━━ EXTRACTED DATA ━━
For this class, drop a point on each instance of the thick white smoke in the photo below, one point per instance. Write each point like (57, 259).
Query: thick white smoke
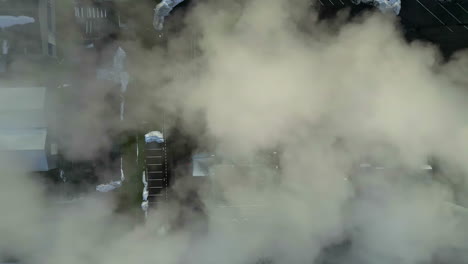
(330, 99)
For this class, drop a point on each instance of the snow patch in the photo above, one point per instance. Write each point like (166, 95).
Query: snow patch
(162, 10)
(109, 186)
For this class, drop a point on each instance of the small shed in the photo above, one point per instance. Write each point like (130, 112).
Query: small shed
(24, 128)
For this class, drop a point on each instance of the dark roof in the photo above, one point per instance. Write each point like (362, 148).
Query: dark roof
(444, 23)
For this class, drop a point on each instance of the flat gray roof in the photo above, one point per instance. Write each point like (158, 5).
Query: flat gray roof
(23, 139)
(22, 98)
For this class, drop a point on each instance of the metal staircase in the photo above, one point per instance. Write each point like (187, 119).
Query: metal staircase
(156, 171)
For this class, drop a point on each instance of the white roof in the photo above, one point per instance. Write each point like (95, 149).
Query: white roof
(23, 139)
(8, 21)
(22, 98)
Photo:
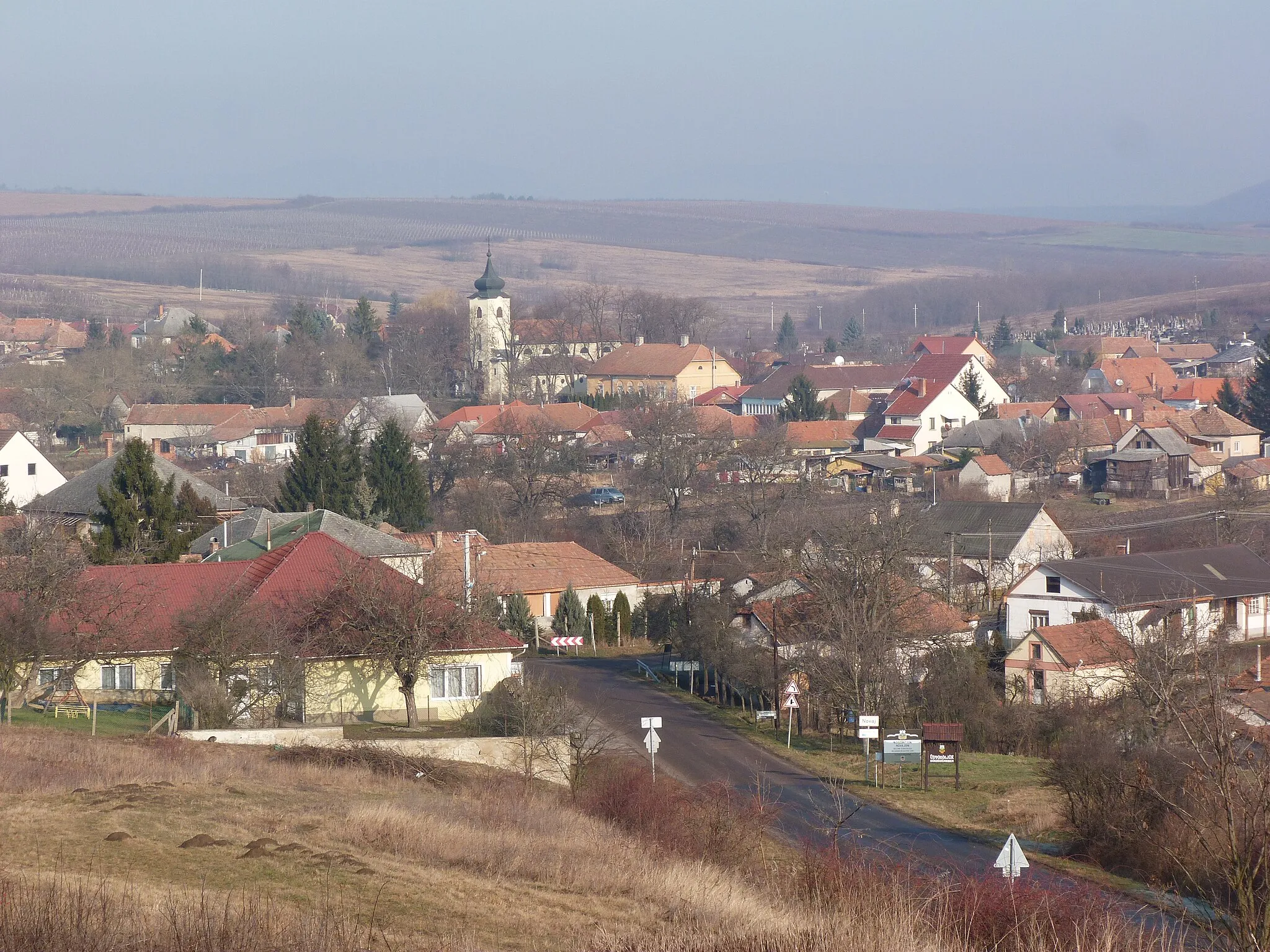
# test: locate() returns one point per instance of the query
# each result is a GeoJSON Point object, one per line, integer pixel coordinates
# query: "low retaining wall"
{"type": "Point", "coordinates": [502, 753]}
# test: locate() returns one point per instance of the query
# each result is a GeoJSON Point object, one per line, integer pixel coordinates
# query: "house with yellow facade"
{"type": "Point", "coordinates": [146, 633]}
{"type": "Point", "coordinates": [681, 371]}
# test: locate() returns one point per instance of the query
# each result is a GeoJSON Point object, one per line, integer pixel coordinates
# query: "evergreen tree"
{"type": "Point", "coordinates": [851, 333]}
{"type": "Point", "coordinates": [972, 387]}
{"type": "Point", "coordinates": [1256, 390]}
{"type": "Point", "coordinates": [1003, 334]}
{"type": "Point", "coordinates": [1228, 400]}
{"type": "Point", "coordinates": [139, 512]}
{"type": "Point", "coordinates": [326, 469]}
{"type": "Point", "coordinates": [571, 617]}
{"type": "Point", "coordinates": [363, 323]}
{"type": "Point", "coordinates": [598, 619]}
{"type": "Point", "coordinates": [786, 339]}
{"type": "Point", "coordinates": [802, 404]}
{"type": "Point", "coordinates": [621, 617]}
{"type": "Point", "coordinates": [394, 477]}
{"type": "Point", "coordinates": [517, 619]}
{"type": "Point", "coordinates": [308, 322]}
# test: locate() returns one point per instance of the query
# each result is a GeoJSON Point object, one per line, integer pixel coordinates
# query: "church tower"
{"type": "Point", "coordinates": [489, 314]}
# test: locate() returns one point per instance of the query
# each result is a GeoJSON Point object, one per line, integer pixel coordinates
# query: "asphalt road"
{"type": "Point", "coordinates": [698, 751]}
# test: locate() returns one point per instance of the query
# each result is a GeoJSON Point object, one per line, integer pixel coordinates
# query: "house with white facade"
{"type": "Point", "coordinates": [1202, 589]}
{"type": "Point", "coordinates": [24, 470]}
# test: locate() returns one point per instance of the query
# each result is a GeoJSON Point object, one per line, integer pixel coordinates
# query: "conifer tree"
{"type": "Point", "coordinates": [598, 617]}
{"type": "Point", "coordinates": [1003, 334]}
{"type": "Point", "coordinates": [851, 333]}
{"type": "Point", "coordinates": [394, 477]}
{"type": "Point", "coordinates": [786, 340]}
{"type": "Point", "coordinates": [1228, 400]}
{"type": "Point", "coordinates": [1256, 390]}
{"type": "Point", "coordinates": [621, 617]}
{"type": "Point", "coordinates": [517, 619]}
{"type": "Point", "coordinates": [571, 617]}
{"type": "Point", "coordinates": [139, 511]}
{"type": "Point", "coordinates": [326, 470]}
{"type": "Point", "coordinates": [363, 323]}
{"type": "Point", "coordinates": [802, 404]}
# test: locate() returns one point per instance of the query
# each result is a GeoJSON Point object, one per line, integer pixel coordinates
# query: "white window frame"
{"type": "Point", "coordinates": [464, 674]}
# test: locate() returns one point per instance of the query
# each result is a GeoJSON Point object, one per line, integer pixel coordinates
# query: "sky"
{"type": "Point", "coordinates": [941, 104]}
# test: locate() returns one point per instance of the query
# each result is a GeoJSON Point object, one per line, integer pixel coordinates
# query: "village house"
{"type": "Point", "coordinates": [681, 371]}
{"type": "Point", "coordinates": [1201, 588]}
{"type": "Point", "coordinates": [1064, 663]}
{"type": "Point", "coordinates": [75, 501]}
{"type": "Point", "coordinates": [145, 663]}
{"type": "Point", "coordinates": [1236, 361]}
{"type": "Point", "coordinates": [1001, 541]}
{"type": "Point", "coordinates": [24, 470]}
{"type": "Point", "coordinates": [964, 345]}
{"type": "Point", "coordinates": [991, 474]}
{"type": "Point", "coordinates": [541, 571]}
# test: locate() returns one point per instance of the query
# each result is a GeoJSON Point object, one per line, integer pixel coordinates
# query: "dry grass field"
{"type": "Point", "coordinates": [66, 203]}
{"type": "Point", "coordinates": [168, 844]}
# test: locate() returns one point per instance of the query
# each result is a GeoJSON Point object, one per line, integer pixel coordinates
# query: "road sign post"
{"type": "Point", "coordinates": [1011, 860]}
{"type": "Point", "coordinates": [652, 739]}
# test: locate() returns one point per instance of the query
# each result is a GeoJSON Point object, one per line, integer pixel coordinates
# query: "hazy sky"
{"type": "Point", "coordinates": [936, 104]}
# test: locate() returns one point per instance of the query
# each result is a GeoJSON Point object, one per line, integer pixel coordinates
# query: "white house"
{"type": "Point", "coordinates": [24, 469]}
{"type": "Point", "coordinates": [991, 474]}
{"type": "Point", "coordinates": [1201, 588]}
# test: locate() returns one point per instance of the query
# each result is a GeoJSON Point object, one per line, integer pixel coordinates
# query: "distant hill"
{"type": "Point", "coordinates": [1248, 205]}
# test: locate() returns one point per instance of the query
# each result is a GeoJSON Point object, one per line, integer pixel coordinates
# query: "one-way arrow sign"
{"type": "Point", "coordinates": [1011, 860]}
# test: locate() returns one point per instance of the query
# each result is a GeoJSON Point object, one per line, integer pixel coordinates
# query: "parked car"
{"type": "Point", "coordinates": [606, 494]}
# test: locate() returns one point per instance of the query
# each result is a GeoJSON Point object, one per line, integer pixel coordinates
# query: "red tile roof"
{"type": "Point", "coordinates": [1014, 412]}
{"type": "Point", "coordinates": [1088, 644]}
{"type": "Point", "coordinates": [183, 414]}
{"type": "Point", "coordinates": [992, 465]}
{"type": "Point", "coordinates": [654, 359]}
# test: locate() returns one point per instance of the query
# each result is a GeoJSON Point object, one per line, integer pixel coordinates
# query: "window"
{"type": "Point", "coordinates": [118, 677]}
{"type": "Point", "coordinates": [455, 682]}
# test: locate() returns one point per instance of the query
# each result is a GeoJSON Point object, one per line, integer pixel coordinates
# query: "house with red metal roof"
{"type": "Point", "coordinates": [141, 622]}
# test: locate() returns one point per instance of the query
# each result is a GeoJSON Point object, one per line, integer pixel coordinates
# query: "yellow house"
{"type": "Point", "coordinates": [681, 371]}
{"type": "Point", "coordinates": [143, 615]}
{"type": "Point", "coordinates": [1067, 662]}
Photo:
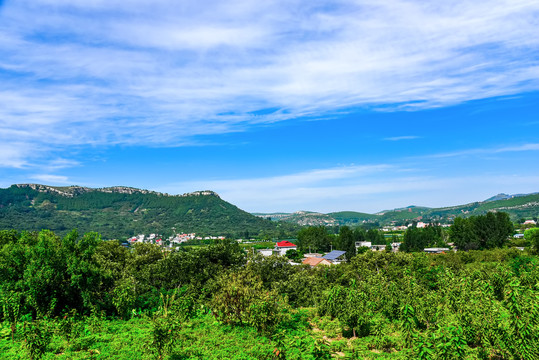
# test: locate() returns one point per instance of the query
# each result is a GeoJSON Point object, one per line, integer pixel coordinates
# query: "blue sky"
{"type": "Point", "coordinates": [277, 106]}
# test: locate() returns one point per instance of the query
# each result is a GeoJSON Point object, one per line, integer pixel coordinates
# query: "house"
{"type": "Point", "coordinates": [284, 246]}
{"type": "Point", "coordinates": [313, 255]}
{"type": "Point", "coordinates": [435, 250]}
{"type": "Point", "coordinates": [335, 256]}
{"type": "Point", "coordinates": [363, 244]}
{"type": "Point", "coordinates": [269, 252]}
{"type": "Point", "coordinates": [378, 247]}
{"type": "Point", "coordinates": [315, 261]}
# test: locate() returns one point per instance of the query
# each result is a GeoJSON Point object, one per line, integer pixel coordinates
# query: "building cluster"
{"type": "Point", "coordinates": [171, 240]}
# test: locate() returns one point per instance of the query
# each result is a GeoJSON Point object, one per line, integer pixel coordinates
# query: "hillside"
{"type": "Point", "coordinates": [119, 212]}
{"type": "Point", "coordinates": [517, 206]}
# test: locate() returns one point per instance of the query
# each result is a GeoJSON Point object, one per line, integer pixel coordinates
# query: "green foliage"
{"type": "Point", "coordinates": [481, 232]}
{"type": "Point", "coordinates": [474, 304]}
{"type": "Point", "coordinates": [313, 238]}
{"type": "Point", "coordinates": [416, 239]}
{"type": "Point", "coordinates": [124, 297]}
{"type": "Point", "coordinates": [241, 300]}
{"type": "Point", "coordinates": [294, 255]}
{"type": "Point", "coordinates": [37, 337]}
{"type": "Point", "coordinates": [532, 236]}
{"type": "Point", "coordinates": [117, 214]}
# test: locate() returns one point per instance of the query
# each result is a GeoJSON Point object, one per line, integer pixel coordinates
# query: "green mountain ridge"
{"type": "Point", "coordinates": [517, 206]}
{"type": "Point", "coordinates": [120, 212]}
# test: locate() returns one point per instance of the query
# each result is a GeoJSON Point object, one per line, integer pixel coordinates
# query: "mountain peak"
{"type": "Point", "coordinates": [74, 190]}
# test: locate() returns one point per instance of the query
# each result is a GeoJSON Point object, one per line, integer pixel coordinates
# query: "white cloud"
{"type": "Point", "coordinates": [126, 72]}
{"type": "Point", "coordinates": [51, 179]}
{"type": "Point", "coordinates": [359, 188]}
{"type": "Point", "coordinates": [405, 137]}
{"type": "Point", "coordinates": [488, 151]}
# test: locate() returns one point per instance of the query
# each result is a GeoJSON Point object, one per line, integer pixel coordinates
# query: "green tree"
{"type": "Point", "coordinates": [347, 242]}
{"type": "Point", "coordinates": [532, 236]}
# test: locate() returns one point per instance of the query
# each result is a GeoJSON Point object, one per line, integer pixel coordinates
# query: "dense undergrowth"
{"type": "Point", "coordinates": [83, 298]}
━━━
### THE TASK
Would you print exactly, and only, the lines of the data above from the line with "Query: small shed" through the line with "like (187, 119).", inclusive?

### COMPLETED EXERCISE
Query: small shed
(24, 128)
For this class, drop a point on each instance of the dark roof in the photo above, one point per instance. Write each point like (362, 148).
Query: dark roof
(444, 23)
For this class, drop a point on each instance of the flat gray roof in the photo above, one point per instance. Write each point like (158, 5).
Query: flat gray roof
(23, 139)
(22, 98)
For this class, drop a point on each instance of the metal staircase in the photo above, one point per instance. Write each point like (187, 119).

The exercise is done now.